▶ [Exercise instructions]:
**A)** In the forum thread on the non-enumerability of the reals, when does the relation ~ on sequences N -> 3 relate two sequences?
**B)** The forum thread describes the quotient (3^N)/~ as a HIT without truncations. List every constructor it gives for that HIT.

▶ [Extracted text]:
** Begin **

Re: [HoTT] Non-enumerability of R

[Gaetan Gilbert <gaetan....@ens-lyon.fr>]

I don't see how to do R -> 3^N/~ where R is HIT reals (without choice, 
ofc with choice we can just go through quotiented cauchy sequences).

Gaëtan Gilbert

On 18/07/2017 16:41, Nicolai Kraus wrote:
> Hi Andrej and everyone reading the discussion,
>
> I don't know the answer, but here's a related construction/question.
> Let's say we use "book HoTT" to have a precise definition for 
> "surjective"
> and so on, but let's not fix a concrete incarnation of constructive 
> reals R.
> As you said, 2^N is not an accepted definition of the reals (it 
> shouldn't be,
> since we would expect that a functions R -> 2 which we can write down is
> constant).
>
> Let's write 3 := {0,1,2} and consider the quotient Q := (3^N)/~, where 
> ~ relates
> two sequences f,g : N -> 3 if both f and g have a "2" in their image.  
> (In other
> words, we keep 2^N untouched and squash the whole rest into a single
> equivalence class; this can directly be expressed as a HIT without any
> truncations, by giving a point 'seq(f)' for every sequence f : N -> 3, 
> a point 'other',
> and an equality 'seq(f) = other' for every f that contains a 2.)
>
> Question: For which definition of the real numbers R does the projection
> 3^N ->> 3^N/~ factor through R as in
>   (*)  3^N >-> R ->> 3^N/~
>         (injection followed by a surjection)?

** End **

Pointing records
** Begin **

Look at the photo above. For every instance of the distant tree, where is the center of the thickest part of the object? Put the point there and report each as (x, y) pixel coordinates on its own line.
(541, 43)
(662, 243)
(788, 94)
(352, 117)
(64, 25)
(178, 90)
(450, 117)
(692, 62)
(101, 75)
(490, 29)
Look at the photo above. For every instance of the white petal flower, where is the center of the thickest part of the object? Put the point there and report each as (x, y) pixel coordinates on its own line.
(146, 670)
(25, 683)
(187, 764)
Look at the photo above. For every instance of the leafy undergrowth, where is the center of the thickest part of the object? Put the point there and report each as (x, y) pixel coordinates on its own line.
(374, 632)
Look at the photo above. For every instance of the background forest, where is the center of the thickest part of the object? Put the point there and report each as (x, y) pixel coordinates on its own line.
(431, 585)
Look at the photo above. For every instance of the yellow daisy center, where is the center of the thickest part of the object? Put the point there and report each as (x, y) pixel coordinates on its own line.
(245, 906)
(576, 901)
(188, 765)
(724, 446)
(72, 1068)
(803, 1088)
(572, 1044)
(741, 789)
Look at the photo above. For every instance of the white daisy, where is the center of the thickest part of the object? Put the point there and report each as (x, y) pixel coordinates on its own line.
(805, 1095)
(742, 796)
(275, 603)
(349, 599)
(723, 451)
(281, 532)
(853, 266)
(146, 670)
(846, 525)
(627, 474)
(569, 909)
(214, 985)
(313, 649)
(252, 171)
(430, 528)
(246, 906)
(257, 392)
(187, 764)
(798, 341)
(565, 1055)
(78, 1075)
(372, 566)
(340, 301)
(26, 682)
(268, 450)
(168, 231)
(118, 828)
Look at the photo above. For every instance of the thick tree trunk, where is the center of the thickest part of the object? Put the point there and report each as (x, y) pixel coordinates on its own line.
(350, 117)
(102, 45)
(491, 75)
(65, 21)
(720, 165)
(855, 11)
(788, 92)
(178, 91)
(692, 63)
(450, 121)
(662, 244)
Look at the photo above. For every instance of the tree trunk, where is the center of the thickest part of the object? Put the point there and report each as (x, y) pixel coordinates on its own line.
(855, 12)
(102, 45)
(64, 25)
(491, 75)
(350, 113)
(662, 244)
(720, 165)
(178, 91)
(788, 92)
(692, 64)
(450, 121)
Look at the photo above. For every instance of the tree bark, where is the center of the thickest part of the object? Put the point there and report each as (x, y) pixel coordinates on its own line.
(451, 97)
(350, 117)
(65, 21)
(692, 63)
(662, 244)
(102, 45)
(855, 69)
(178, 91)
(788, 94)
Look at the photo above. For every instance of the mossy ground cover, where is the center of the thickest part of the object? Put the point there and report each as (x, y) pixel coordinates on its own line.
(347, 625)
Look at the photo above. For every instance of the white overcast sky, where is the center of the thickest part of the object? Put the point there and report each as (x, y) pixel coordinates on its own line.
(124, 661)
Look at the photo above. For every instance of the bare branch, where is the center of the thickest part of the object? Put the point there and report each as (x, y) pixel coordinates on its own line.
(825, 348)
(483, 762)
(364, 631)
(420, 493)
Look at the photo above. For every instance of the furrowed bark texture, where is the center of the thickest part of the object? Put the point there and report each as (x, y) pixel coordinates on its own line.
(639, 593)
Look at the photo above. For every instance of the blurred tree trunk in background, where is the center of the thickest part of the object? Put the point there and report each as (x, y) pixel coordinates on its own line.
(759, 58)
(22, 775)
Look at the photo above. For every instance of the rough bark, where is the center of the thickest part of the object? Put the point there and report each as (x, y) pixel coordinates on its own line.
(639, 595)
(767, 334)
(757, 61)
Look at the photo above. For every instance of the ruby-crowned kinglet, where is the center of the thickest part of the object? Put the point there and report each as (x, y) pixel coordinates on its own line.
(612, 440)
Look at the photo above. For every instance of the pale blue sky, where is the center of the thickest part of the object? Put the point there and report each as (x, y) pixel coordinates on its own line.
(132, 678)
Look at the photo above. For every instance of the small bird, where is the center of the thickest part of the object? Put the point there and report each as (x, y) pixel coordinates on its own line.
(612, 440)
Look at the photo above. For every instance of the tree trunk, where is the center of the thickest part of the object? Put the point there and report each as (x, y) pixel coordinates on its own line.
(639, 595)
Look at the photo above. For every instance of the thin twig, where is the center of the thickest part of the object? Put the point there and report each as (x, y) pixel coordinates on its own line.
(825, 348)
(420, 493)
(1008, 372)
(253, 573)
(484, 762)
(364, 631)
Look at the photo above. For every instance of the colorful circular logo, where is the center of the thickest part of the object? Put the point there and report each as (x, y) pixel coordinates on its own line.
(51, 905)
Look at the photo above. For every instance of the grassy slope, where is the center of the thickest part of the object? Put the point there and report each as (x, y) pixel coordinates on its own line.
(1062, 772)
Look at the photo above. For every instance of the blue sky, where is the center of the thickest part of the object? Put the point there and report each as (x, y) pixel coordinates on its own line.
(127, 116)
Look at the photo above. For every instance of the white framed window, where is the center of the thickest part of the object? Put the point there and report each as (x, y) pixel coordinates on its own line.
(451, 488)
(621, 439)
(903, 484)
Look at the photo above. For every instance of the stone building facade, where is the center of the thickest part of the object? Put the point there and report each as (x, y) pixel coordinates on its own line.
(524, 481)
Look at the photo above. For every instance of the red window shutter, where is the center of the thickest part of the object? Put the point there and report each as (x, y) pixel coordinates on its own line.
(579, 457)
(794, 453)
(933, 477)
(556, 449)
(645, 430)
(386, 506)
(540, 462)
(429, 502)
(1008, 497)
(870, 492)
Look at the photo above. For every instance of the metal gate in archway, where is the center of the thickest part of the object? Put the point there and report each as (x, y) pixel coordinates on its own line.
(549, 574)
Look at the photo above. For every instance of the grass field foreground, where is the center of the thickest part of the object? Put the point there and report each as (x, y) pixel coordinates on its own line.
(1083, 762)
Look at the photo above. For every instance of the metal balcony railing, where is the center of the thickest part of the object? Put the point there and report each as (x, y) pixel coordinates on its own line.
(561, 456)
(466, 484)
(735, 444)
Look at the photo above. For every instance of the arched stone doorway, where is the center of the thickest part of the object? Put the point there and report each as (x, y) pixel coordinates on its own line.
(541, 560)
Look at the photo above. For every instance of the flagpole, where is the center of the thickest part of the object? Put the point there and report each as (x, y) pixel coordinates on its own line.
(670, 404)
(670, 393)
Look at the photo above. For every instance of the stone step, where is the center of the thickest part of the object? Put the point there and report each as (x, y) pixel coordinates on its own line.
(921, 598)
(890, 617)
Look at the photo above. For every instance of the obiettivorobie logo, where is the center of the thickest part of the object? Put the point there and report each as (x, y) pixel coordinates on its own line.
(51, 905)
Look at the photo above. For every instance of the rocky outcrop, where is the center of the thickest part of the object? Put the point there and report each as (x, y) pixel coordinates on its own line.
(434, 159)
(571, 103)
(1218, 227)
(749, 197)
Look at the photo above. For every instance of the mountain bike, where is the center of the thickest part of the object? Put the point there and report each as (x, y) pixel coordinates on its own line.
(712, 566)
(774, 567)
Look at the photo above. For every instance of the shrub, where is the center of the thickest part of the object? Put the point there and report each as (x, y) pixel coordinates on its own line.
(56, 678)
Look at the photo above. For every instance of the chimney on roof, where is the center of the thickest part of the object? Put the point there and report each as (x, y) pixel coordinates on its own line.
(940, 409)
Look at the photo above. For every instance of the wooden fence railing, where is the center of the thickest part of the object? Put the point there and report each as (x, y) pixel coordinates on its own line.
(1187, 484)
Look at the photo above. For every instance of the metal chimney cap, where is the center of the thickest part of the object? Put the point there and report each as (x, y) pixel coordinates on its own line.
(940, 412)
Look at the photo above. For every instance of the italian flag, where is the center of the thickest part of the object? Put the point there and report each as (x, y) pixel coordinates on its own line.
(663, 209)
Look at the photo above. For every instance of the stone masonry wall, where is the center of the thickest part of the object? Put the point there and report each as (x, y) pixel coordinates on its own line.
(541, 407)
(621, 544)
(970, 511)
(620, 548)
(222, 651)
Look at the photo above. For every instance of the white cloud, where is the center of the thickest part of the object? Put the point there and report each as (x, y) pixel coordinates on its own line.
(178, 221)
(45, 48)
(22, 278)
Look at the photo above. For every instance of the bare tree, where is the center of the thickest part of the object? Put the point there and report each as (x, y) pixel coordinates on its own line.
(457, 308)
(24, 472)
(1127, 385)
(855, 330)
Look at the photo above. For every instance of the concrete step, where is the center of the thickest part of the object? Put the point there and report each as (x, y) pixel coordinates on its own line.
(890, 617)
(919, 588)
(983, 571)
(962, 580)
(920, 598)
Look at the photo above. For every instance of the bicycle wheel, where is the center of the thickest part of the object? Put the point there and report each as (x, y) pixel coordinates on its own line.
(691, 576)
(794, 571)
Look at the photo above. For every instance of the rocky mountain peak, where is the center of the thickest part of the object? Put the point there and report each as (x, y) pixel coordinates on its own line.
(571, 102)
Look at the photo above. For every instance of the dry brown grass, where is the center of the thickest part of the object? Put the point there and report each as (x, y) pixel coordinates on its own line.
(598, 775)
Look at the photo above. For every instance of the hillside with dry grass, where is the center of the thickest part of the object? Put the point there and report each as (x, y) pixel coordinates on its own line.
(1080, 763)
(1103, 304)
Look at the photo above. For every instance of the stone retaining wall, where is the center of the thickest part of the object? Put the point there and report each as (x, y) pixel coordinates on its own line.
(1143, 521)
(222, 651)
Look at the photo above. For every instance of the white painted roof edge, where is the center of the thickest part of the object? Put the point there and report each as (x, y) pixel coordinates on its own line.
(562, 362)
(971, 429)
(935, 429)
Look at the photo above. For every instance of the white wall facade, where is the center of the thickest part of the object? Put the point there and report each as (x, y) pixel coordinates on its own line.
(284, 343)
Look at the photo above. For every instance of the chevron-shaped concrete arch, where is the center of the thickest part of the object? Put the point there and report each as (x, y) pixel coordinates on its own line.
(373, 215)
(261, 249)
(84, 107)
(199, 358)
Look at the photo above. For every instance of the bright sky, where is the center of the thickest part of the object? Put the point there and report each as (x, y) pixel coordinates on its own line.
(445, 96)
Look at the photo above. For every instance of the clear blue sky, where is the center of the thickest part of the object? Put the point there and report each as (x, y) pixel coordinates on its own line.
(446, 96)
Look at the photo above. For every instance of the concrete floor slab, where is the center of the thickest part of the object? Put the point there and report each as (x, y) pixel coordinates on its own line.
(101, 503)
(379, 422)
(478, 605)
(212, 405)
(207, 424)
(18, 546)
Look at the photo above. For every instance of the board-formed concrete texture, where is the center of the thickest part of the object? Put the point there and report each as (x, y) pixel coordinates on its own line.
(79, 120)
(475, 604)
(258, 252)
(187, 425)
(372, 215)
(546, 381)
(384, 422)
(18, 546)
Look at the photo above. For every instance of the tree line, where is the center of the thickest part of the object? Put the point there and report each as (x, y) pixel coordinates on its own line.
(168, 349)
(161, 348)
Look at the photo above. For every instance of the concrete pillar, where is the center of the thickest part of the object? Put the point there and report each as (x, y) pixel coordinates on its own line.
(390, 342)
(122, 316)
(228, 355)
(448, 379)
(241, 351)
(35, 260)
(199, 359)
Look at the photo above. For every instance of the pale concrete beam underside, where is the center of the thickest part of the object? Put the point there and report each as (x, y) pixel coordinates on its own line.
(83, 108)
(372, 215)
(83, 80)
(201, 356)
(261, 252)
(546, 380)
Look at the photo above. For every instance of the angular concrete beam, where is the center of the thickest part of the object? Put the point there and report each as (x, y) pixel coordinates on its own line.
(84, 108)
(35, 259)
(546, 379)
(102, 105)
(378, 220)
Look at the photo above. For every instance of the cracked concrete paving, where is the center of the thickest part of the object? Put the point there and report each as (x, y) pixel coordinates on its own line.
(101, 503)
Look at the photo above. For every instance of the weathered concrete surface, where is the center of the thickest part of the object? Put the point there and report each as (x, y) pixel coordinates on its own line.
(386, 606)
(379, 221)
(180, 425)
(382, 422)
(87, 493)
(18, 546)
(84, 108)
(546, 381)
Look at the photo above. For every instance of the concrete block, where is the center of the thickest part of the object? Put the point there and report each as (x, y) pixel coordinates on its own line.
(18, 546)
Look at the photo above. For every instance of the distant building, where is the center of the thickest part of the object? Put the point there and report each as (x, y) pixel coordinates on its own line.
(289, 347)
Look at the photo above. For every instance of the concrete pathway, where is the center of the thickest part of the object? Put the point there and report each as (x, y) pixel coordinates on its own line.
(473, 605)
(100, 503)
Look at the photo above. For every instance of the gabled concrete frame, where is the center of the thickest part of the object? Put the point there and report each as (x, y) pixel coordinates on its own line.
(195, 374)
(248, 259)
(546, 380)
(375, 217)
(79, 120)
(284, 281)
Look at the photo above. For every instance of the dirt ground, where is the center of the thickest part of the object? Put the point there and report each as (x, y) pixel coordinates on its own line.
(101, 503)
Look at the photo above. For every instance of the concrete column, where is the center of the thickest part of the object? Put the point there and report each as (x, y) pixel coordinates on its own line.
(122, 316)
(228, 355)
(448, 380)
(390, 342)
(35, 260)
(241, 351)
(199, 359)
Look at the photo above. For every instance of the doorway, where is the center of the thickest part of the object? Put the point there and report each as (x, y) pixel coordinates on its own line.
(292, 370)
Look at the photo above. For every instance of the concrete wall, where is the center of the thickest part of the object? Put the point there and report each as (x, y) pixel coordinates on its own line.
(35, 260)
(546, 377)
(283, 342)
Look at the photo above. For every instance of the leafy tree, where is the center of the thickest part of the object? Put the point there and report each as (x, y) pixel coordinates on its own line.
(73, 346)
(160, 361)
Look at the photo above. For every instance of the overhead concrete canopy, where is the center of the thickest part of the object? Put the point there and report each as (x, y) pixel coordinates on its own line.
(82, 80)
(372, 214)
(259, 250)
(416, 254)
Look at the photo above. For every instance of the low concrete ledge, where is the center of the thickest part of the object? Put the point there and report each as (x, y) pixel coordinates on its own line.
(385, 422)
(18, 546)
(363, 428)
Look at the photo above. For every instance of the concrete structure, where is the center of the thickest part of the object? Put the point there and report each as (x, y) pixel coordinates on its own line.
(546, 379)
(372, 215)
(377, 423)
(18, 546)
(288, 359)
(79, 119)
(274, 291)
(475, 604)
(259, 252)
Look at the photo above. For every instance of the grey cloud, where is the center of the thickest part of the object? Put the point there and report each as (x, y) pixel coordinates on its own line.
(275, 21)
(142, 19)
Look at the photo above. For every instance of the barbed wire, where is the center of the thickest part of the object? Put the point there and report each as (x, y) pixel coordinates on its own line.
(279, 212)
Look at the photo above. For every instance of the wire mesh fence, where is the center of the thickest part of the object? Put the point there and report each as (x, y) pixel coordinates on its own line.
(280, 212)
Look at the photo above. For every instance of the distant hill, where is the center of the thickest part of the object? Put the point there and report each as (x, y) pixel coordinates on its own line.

** End **

▶ [Answers for this exercise]:
**A)** It relates two sequences f and g when both have a "2" in their image.

**B)**
- A point 'seq(f)' for every sequence f : N -> 3
- A point 'other'
- An equality 'seq(f) = other' for every f that contains a 2